| AIM OF THE TASK |
Rewrite the text of the records below, changing every "bounding box" to "rectangle" and keeping everything else the same. Omit the pictures.
- - - - - - -
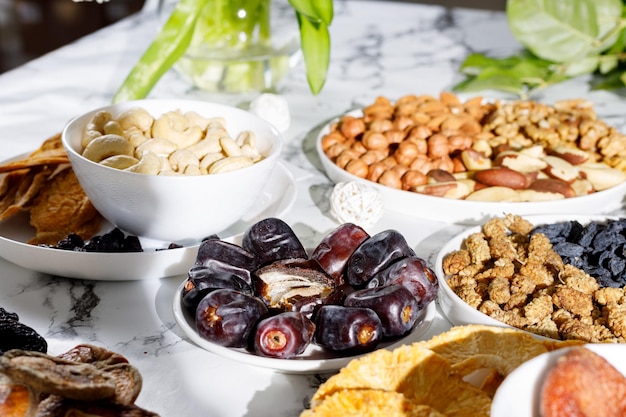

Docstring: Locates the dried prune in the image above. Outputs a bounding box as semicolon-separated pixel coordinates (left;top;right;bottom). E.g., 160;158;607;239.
56;233;85;250
182;265;254;312
367;256;439;308
195;239;259;284
50;227;143;253
241;217;308;264
254;312;315;359
553;242;585;257
254;259;335;311
311;223;370;284
344;285;421;337
196;289;267;348
0;319;48;355
345;230;415;288
313;305;383;353
0;307;20;321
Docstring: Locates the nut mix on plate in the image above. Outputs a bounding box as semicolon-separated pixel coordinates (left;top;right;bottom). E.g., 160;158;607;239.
- - - - - - -
| EXERCISE RESPONSE |
Docstring: Locates the dried prune in the image above. Outputs a rectangle as semicolon-separated pixel coordinates (left;top;right;bottom). E.g., 160;158;607;239.
56;233;85;250
182;265;254;312
367;256;439;308
195;239;259;284
50;227;143;253
241;217;308;264
254;312;315;359
553;242;585;257
254;259;335;311
311;223;370;284
344;285;421;337
196;289;267;348
0;319;48;355
345;230;415;288
313;305;383;353
0;307;20;321
Docstring: Locates the nut mix on plate in the image above. Outputs a rectangle as semicolon-separated pixel coordinates (left;top;right;bottom). E.g., 160;158;607;239.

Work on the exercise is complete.